* **TEXTO DE ORIGEM**
Evidentemente, Doutor disse , o senhor nunca foi uma garota de 13 anos.
Não, não foi. Nenhum homem foi. Em geral, as meninas de 13 anos tem muito mais certeza sobre quem são do que as mulheres que um dia elas se tornarão, mas não são mais hábeis em explicar isso do que suas futuras personas. Os 13, no entanto, são a dead line. O momento do desespero de filhos e pais. De um dia para o outro: onde está a criança que estava aqui? Foi-se. Não volta. Não é só o corpo que muda. É o olhar. É uma parcela da alma.
Alguém vai argumentar que hoje isso pode acontecer antes, em outras idades mais e mais precoces. Sim, pode. Mas não é o caso de se discutir quando as crianças partem de nós, mas o que a ausência delas deixa. E como é difícil lidar com isso em ambos os lados da corda, do cabo de guerra que pode se tornar a relação de pais e filhos. Eugenides escolhe os anos 70, quando essa relação, com todas as mudanças sofridas na década de 60 está começando a complicar, mais e mais. Os filhos mudaram. O mundo mudou. Os pais ainda não.

* **ORIENTAÇÃO A**
Reproduza sem nenhuma mudança o trecho dos registros que começa na linha que contém "row of parked" e vai até o último registro, com as duas pontas incluídas.

[Registros de uma coleção de dados]
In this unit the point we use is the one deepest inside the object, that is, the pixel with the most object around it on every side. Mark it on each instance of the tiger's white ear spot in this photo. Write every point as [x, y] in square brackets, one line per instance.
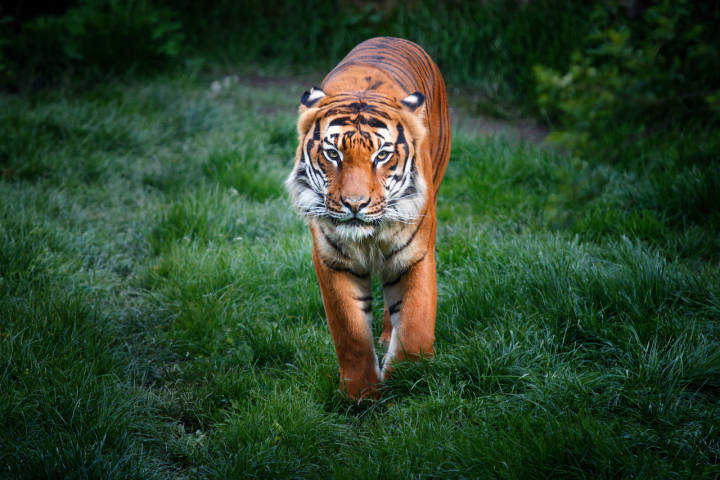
[311, 96]
[413, 101]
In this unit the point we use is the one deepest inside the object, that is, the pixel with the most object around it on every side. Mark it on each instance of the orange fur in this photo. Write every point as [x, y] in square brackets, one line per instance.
[344, 129]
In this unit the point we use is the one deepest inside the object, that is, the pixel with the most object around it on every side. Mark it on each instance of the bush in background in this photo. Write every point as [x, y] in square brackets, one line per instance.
[636, 77]
[93, 39]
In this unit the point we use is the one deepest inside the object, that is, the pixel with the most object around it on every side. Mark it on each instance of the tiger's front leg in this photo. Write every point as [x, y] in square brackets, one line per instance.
[410, 301]
[348, 300]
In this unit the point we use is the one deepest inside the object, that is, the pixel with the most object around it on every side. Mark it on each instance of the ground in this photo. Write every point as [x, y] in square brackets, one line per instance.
[161, 318]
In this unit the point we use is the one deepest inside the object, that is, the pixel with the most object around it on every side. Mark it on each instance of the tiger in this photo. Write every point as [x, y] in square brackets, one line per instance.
[373, 147]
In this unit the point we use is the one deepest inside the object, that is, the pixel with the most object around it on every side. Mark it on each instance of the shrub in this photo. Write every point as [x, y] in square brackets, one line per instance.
[96, 37]
[636, 76]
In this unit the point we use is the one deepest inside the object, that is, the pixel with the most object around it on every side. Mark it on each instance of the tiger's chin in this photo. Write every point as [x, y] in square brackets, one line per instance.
[355, 230]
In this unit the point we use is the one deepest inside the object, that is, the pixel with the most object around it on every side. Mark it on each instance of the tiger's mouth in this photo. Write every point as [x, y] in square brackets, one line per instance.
[354, 222]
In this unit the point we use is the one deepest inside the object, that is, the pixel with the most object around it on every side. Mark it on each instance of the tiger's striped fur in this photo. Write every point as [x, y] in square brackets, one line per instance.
[374, 143]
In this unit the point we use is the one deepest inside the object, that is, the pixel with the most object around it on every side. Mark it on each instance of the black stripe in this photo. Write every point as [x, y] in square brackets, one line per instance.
[395, 307]
[340, 121]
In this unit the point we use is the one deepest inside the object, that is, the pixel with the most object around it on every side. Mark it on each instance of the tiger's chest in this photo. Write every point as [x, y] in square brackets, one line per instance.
[386, 253]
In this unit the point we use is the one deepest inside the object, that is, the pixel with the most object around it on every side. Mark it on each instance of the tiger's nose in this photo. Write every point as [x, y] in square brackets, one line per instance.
[355, 203]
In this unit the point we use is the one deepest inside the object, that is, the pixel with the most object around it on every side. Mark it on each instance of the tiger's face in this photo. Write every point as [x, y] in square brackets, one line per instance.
[357, 161]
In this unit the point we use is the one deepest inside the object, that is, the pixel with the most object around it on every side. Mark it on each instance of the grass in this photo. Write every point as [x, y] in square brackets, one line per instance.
[161, 318]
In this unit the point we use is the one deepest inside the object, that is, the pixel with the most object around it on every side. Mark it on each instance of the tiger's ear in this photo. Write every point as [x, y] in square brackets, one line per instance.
[413, 101]
[310, 97]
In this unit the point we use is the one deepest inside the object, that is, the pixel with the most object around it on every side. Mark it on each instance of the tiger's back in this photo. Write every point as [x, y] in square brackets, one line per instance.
[396, 67]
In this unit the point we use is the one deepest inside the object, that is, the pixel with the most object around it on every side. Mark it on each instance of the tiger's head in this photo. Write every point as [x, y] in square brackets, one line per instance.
[356, 164]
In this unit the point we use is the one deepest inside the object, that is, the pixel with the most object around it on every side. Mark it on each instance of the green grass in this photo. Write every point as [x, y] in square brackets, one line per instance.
[161, 318]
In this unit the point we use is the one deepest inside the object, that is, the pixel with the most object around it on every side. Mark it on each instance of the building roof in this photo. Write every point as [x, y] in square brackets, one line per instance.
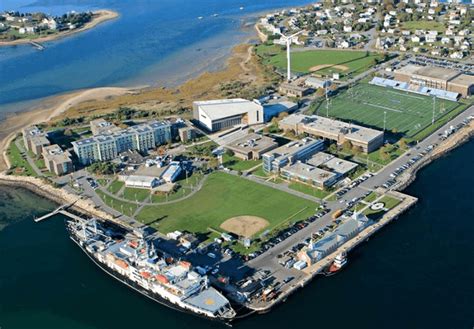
[252, 142]
[434, 72]
[140, 180]
[293, 147]
[56, 154]
[336, 127]
[340, 166]
[463, 80]
[310, 172]
[276, 108]
[319, 159]
[224, 108]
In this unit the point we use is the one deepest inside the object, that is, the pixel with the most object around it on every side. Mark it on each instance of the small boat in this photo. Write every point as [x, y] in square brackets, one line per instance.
[339, 262]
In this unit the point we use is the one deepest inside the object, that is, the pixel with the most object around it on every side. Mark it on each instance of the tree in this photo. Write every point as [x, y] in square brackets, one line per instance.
[384, 155]
[356, 149]
[403, 144]
[282, 115]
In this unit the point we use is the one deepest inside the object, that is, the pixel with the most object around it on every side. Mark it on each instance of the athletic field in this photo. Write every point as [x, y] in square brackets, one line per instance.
[406, 113]
[323, 62]
[223, 197]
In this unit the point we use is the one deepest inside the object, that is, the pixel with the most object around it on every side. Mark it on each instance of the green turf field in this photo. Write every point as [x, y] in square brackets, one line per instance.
[406, 113]
[339, 61]
[224, 196]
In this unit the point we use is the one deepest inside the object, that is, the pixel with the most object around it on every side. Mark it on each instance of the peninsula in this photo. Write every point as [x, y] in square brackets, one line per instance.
[23, 28]
[225, 195]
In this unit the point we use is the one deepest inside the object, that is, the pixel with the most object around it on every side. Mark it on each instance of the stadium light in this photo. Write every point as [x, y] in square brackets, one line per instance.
[288, 40]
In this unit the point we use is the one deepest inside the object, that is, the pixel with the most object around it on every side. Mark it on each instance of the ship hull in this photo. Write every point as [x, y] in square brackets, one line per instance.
[147, 293]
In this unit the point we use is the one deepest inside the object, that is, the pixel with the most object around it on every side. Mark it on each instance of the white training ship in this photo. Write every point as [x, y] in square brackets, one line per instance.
[134, 262]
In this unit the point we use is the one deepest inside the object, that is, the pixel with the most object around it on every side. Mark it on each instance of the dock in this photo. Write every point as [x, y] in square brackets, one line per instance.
[37, 45]
[59, 210]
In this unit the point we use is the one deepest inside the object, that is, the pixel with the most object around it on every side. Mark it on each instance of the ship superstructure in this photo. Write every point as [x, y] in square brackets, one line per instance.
[135, 262]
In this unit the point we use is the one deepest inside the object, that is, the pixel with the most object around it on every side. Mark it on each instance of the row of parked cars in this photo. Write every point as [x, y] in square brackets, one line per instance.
[397, 172]
[285, 234]
[353, 184]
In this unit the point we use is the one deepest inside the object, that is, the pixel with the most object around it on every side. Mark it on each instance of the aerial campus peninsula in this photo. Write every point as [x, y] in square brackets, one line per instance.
[226, 205]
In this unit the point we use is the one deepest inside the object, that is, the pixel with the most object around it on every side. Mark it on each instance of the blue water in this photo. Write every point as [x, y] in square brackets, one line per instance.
[153, 42]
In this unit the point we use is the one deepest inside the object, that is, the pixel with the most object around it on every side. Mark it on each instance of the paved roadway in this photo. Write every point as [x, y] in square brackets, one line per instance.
[269, 260]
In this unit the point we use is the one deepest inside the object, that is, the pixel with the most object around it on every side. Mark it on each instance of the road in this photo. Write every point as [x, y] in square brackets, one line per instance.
[268, 259]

* **ORIENTAÇÃO B**
Continue o texto sobre as meninas de 13 anos a partir da última frase.

* **RESPOSTA DO EXERCÍCIO A**
In this unit the point we use is the one deepest inside the object, that is, the pixel with the most object around it on every side. Mark it on each instance of the row of parked cars in this photo. Write every point as [x, y] in square brackets, one line per instance.
[397, 172]
[285, 234]
[353, 184]
In this unit the point we use is the one deepest inside the object, that is, the pixel with the most object around it on every side. Mark it on each instance of the aerial campus peninsula in this photo. Write every point as [x, y] in square brackets, one line per instance.
[226, 205]
In this unit the point we use is the one deepest inside the object, that is, the pixel with the most object around it on every side. Mark it on each instance of the blue water in this photo. Write every point as [x, y] in square brackets, one line per instance.
[153, 42]
In this unit the point we use is the one deepest inside the object, that is, the pixel with the most object around it on every side. Mark it on each instance of the paved roadway in this photo. Write every point as [x, y] in square brackets, one line per instance.
[269, 260]
In this unit the point we use is the one deepest inside the object, that is, the pixel with the most object around it on every side. Mark it on each instance of the road in this photo. Write every point as [x, y] in square brackets, one line per instance.
[268, 259]

* **RESPOSTA DO EXERCÍCIO B**
Os dois ficaram calados, junto com os nossos pais, e percebemos como eram velhos, como estavam acostumados a encarar traumas, depressões e guerras. Percebemos que a versão do mundo que nos ofereciam não era aquela em que realmente acreditavam, e que apesar de todos os seus cuidados e do seu mau humor por causa das tiriricas, estavam se lixando pro gramado. (p.49).
Por outro lado, há ainda outra impotência latente em todo o livro. Talvez, desde a primeira frase. A impotência que nos acossou ontem (dia 7 de abril de 2011), a impotência humana diante da tragédia. Nossa busca obsessiva por razões é a busca pela resposta à pergunta: poderia ter sido evitado? Os meninos que amaram as Lisbon não conseguem chegar a uma resposta. E, provavelmente, nem nós. Não adianta nos imaginarmos potentes antes, pois essa força ainda não foi pedida. Só depois. Então, pensamos se é possível sermos mais eficazes para impedir o horror no futuro? Mas, novamente, estamos no beco sem respostas. Pois, se fizermos tudo corretamente, não saberemos que fizemos, já que ninguém contabiliza assim: passou um ano e nenhum jovem morreu, matou ou suicidou-se. No entanto, nossa impotência estará sempre a perseguirmos. Mesmo depois de décadas.
Foi assim com os meninos que amaram as Lisbon. Não vejo como possa ser diferente com todos nós.